Requirement: Can you copy the lines below word for word, leaving the pictures out of your copy?

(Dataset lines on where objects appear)
◆ ◆ ◆ ◆ ◆ ◆ ◆
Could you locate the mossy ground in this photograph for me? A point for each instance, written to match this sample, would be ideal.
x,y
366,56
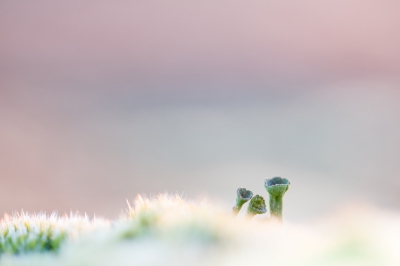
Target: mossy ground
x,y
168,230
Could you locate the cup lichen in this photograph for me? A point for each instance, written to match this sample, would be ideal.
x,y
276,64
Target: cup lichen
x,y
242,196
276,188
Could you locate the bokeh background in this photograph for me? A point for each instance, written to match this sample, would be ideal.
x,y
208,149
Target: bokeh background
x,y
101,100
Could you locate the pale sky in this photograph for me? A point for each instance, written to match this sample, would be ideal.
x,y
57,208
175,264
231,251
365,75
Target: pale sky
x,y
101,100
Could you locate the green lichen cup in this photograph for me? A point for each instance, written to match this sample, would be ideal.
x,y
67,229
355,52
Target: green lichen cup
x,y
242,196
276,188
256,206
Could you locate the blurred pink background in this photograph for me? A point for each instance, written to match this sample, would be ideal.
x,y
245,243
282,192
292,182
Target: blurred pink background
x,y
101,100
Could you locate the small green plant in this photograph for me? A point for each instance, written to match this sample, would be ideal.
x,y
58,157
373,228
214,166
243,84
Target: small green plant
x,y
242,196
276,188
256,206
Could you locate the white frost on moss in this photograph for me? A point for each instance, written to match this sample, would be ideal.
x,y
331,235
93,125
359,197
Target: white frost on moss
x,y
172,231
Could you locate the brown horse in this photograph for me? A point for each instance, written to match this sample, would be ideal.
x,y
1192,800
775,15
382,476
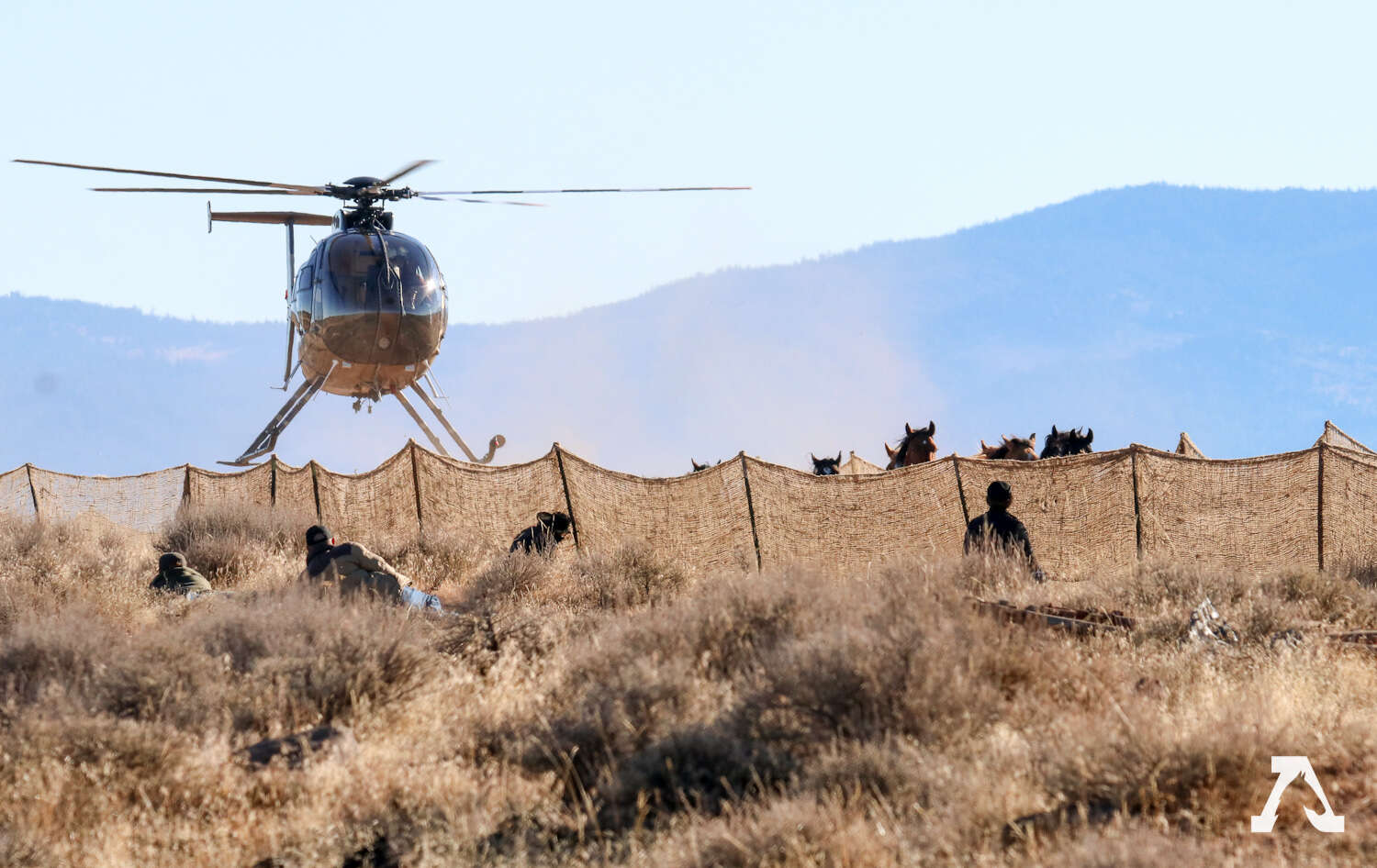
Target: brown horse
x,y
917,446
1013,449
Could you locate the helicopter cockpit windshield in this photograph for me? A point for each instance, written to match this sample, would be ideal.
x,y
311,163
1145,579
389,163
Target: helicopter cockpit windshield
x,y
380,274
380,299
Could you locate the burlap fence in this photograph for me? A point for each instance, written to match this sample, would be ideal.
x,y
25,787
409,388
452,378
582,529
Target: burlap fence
◆ ◆ ◆ ◆ ◆ ◆ ◆
Answer to the task:
Could you locate the mossy ground in this photograph for me? A point for each instance, written to match this sample, would be ideal.
x,y
366,56
Target: mossy ground
x,y
168,230
Could you locate the cup lichen in this photograph for me? A point for each instance, written to match this sample, would be ideal.
x,y
276,64
Target: cup lichen
x,y
242,196
276,188
Could you locate the bokeh background in this photograph for me? A point for each instance, written to match this sample, would be ideal.
x,y
208,149
Target: bokeh background
x,y
101,100
Could you locate the pale sky in this photograph for me? A point for each instance, written to match this sample, would be ideal.
x,y
57,208
175,264
231,251
365,75
Target: pale sky
x,y
101,100
Could you locate the green lichen cup in this photograph for me? A point for each instance, written to match this sample, would be ideal.
x,y
67,229
355,52
Target: green lichen cup
x,y
242,196
276,188
256,206
Could you locate the blurred pink background in this photograph for me? A point for each instance, written to match this sample, would be ideal.
x,y
245,243
282,192
292,182
Target: blurred pink background
x,y
101,100
Could you locate the small green plant in this photograph for me? A point for each instance, written to match this sample, would be ideal.
x,y
58,157
373,228
214,166
243,84
Target: small green plant
x,y
242,196
276,188
256,206
Could you locate the white frost on moss in this photograph for me? A point for each instance, written to match this sample, would be ideal.
x,y
331,235
93,125
359,197
Target: white frost on moss
x,y
172,231
Could you locate the brown horse in this photograph for me? A point for each instance, written to match this sample, would be ideal.
x,y
1192,800
775,15
382,476
Target: brown horse
x,y
917,446
1013,449
Could you locate the helicopter cockpit windshield in this photograph for me? A point for each instance, written to match this sample, would be ideal.
x,y
311,163
1145,579
389,163
Target: helicopter cockpit windshield
x,y
380,274
380,299
Could you locate the burlap fence in this photograph for me? A point for each instance, written to match this sample, would be ideal.
x,y
25,787
409,388
452,378
582,529
Target: burlap fence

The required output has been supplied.